Problem: Count the lines below that contain the string "chrome". Give only the number.

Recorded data
<<<<
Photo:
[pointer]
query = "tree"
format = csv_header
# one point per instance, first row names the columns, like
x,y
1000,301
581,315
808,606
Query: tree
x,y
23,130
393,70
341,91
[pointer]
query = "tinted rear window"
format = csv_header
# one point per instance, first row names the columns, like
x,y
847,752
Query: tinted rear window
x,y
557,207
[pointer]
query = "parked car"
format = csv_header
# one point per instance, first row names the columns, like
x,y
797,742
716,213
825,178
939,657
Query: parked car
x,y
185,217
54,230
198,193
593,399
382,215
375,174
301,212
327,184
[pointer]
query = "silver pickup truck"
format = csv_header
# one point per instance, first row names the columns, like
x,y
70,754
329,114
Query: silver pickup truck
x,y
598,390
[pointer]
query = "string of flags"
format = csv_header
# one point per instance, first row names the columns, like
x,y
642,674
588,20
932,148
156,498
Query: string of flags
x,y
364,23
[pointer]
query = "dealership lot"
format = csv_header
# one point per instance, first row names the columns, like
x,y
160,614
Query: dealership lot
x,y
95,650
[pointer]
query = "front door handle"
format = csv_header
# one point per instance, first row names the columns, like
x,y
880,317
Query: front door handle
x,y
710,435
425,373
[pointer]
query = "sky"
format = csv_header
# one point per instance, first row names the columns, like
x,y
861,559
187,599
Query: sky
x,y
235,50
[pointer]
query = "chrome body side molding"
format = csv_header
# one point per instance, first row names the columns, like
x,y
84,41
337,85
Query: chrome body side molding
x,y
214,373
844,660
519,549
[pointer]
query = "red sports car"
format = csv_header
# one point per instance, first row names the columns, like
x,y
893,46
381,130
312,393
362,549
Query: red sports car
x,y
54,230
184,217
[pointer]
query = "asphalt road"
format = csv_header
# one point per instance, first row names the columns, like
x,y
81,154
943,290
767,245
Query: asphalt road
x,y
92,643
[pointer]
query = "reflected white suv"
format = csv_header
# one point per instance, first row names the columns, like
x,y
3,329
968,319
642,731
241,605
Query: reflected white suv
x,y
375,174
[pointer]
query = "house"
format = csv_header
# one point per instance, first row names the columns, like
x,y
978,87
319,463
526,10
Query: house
>>>>
Solved exercise: 2